Exactly reproduce each record listed below.

-- start Provided data --

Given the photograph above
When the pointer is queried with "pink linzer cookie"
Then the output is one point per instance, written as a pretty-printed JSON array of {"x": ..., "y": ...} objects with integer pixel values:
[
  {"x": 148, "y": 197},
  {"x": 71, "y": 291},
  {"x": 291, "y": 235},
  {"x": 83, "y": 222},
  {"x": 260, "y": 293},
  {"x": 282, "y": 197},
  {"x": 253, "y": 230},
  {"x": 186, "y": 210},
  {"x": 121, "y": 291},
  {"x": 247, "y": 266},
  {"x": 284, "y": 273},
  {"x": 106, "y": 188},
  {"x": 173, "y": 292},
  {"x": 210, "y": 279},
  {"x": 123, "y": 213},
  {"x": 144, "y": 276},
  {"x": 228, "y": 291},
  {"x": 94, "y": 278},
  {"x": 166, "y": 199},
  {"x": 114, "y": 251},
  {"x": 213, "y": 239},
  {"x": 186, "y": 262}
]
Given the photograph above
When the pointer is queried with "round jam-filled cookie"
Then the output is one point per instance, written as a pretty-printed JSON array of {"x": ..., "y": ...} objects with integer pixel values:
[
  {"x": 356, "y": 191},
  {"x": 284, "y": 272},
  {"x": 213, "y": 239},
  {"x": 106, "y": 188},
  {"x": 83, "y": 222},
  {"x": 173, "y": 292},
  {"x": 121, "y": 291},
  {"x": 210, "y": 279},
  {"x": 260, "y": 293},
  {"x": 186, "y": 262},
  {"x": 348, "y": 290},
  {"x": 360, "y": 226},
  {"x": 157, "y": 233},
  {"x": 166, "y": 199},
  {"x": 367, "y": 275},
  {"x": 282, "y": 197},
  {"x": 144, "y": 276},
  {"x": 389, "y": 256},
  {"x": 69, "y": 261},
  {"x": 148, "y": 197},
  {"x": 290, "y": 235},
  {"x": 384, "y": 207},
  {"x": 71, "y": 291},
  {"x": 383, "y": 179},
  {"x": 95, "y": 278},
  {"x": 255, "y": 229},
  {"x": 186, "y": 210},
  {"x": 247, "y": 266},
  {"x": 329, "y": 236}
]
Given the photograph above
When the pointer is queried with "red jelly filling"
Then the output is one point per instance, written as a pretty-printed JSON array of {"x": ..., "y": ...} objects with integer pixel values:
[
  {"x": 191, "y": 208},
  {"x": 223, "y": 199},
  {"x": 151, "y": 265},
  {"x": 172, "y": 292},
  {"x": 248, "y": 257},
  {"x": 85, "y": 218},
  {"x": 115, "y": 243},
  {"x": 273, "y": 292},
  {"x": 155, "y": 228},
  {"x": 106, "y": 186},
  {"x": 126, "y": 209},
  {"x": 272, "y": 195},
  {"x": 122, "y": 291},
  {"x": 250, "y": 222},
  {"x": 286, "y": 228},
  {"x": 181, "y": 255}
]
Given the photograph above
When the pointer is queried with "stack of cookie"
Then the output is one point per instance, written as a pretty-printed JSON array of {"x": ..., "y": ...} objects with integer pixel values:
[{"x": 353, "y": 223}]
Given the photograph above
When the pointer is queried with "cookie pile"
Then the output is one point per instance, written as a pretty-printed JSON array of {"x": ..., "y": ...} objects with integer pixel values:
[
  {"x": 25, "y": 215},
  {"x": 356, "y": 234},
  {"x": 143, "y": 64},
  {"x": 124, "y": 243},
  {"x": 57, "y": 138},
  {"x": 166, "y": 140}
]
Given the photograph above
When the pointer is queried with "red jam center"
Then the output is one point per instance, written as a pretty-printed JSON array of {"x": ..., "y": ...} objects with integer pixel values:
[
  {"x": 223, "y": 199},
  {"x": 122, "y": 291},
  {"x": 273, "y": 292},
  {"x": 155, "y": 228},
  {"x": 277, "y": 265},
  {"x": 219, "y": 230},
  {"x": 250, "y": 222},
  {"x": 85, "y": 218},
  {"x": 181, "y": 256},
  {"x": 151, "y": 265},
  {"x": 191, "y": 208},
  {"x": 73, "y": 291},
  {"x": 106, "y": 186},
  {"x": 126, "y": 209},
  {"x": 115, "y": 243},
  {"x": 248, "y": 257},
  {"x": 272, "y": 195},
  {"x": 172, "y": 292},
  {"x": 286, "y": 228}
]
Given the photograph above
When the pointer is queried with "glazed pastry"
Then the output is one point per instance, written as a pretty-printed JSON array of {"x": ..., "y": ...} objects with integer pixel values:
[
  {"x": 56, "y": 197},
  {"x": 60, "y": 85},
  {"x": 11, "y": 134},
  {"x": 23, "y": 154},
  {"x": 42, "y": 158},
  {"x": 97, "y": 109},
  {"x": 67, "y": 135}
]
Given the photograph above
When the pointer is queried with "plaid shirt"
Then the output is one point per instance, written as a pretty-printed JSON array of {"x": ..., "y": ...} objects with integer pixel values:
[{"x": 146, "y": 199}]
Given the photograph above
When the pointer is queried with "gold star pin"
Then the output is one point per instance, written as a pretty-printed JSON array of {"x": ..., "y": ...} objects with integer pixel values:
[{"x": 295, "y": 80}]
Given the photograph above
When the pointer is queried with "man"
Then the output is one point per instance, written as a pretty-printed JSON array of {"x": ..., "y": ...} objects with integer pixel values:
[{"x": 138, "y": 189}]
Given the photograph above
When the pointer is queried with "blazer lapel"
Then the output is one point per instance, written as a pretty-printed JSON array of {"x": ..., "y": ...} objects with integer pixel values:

-- end Provided data --

• Response to the task
Given the photograph above
When the pointer is queried with "pink linzer cookie"
Then the output is one point per instance, written as a pretty-printed JSON array of {"x": ..., "y": ...} objects with integer pixel values:
[
  {"x": 148, "y": 197},
  {"x": 71, "y": 291},
  {"x": 291, "y": 235},
  {"x": 83, "y": 222},
  {"x": 260, "y": 293},
  {"x": 282, "y": 197},
  {"x": 253, "y": 230},
  {"x": 186, "y": 210},
  {"x": 121, "y": 291},
  {"x": 247, "y": 266},
  {"x": 284, "y": 273},
  {"x": 106, "y": 188},
  {"x": 173, "y": 292},
  {"x": 210, "y": 279},
  {"x": 123, "y": 213},
  {"x": 144, "y": 276},
  {"x": 228, "y": 291},
  {"x": 94, "y": 278},
  {"x": 166, "y": 199},
  {"x": 114, "y": 251},
  {"x": 213, "y": 239},
  {"x": 186, "y": 262}
]
Given the photograph above
When the pointer is queried with "round jam-filled cookie"
Then the output is one point per instance, written as a pretty-printed JSON array of {"x": ..., "y": ...} objects with integer pixel values:
[
  {"x": 356, "y": 191},
  {"x": 284, "y": 272},
  {"x": 213, "y": 239},
  {"x": 106, "y": 188},
  {"x": 83, "y": 222},
  {"x": 173, "y": 292},
  {"x": 121, "y": 291},
  {"x": 210, "y": 279},
  {"x": 260, "y": 293},
  {"x": 186, "y": 262},
  {"x": 348, "y": 290},
  {"x": 360, "y": 226},
  {"x": 157, "y": 233},
  {"x": 166, "y": 199},
  {"x": 367, "y": 275},
  {"x": 282, "y": 197},
  {"x": 144, "y": 276},
  {"x": 389, "y": 256},
  {"x": 69, "y": 261},
  {"x": 148, "y": 197},
  {"x": 290, "y": 235},
  {"x": 384, "y": 207},
  {"x": 71, "y": 291},
  {"x": 383, "y": 179},
  {"x": 95, "y": 278},
  {"x": 255, "y": 229},
  {"x": 186, "y": 210},
  {"x": 247, "y": 266},
  {"x": 329, "y": 236}
]
Given the photograph above
When the pointer is queried with "red jelly filling"
Then the output is one point per instance, written as a pretty-printed JSON array of {"x": ..., "y": ...} objects with integer pixel values:
[
  {"x": 191, "y": 208},
  {"x": 223, "y": 199},
  {"x": 151, "y": 265},
  {"x": 172, "y": 292},
  {"x": 248, "y": 257},
  {"x": 85, "y": 218},
  {"x": 115, "y": 243},
  {"x": 273, "y": 292},
  {"x": 155, "y": 228},
  {"x": 106, "y": 186},
  {"x": 126, "y": 209},
  {"x": 272, "y": 195},
  {"x": 122, "y": 291},
  {"x": 250, "y": 222},
  {"x": 286, "y": 228},
  {"x": 181, "y": 255}
]
Given the photograph above
When the pointer is queried with "stack of cookie"
Then the output is one point per instance, written as a pretty-printed JSON array of {"x": ..., "y": ...} objects with integer pixel values:
[{"x": 353, "y": 223}]
Given the photograph above
When the pointer is queried with "cookie pile"
Then the output is one point per instance, written as a pretty-printed JSON array of {"x": ..., "y": ...} objects with integer pixel values:
[
  {"x": 25, "y": 215},
  {"x": 356, "y": 234},
  {"x": 143, "y": 64},
  {"x": 124, "y": 243},
  {"x": 57, "y": 138},
  {"x": 166, "y": 140}
]
Given the photograph above
When the pointer is queried with "red jam center"
Then the output is one point per instance, written as a pretty-printed JSON array of {"x": ..., "y": ...} objects with integer pixel values:
[
  {"x": 223, "y": 199},
  {"x": 122, "y": 291},
  {"x": 273, "y": 292},
  {"x": 155, "y": 228},
  {"x": 277, "y": 265},
  {"x": 219, "y": 230},
  {"x": 250, "y": 222},
  {"x": 85, "y": 218},
  {"x": 181, "y": 256},
  {"x": 151, "y": 265},
  {"x": 191, "y": 208},
  {"x": 73, "y": 291},
  {"x": 106, "y": 186},
  {"x": 126, "y": 209},
  {"x": 115, "y": 243},
  {"x": 248, "y": 257},
  {"x": 272, "y": 195},
  {"x": 172, "y": 292},
  {"x": 286, "y": 228}
]
Given the photograph above
When the pointer is queried with "glazed pastry"
Then the output is one point per instance, written as a pretty-printed JSON array of {"x": ..., "y": ...} objects with integer pixel values:
[
  {"x": 56, "y": 197},
  {"x": 60, "y": 85},
  {"x": 11, "y": 134},
  {"x": 23, "y": 154},
  {"x": 42, "y": 158},
  {"x": 97, "y": 109},
  {"x": 67, "y": 135}
]
Given the photograph above
When the pointer is queried with "plaid shirt"
Then the output is one point per instance, written as a pretty-printed JSON array of {"x": ..., "y": ...} objects with integer pixel values:
[{"x": 146, "y": 199}]
Given the photograph above
When the pointer is queried with "gold star pin"
Then the output is one point per instance, written as a pretty-printed JSON array of {"x": ..., "y": ...} objects with integer pixel values:
[{"x": 295, "y": 80}]
Given the photograph above
When the pointer is queried with "man"
Then the output is one point per instance, written as a pretty-printed JSON array of {"x": ..., "y": ...} objects with integer pixel values:
[{"x": 138, "y": 189}]
Given the photograph above
When the pointer is queried with "blazer lapel"
Then the output is one point per instance, written as a pretty-printed JSON array of {"x": ..., "y": ...} objects with integer pixel values:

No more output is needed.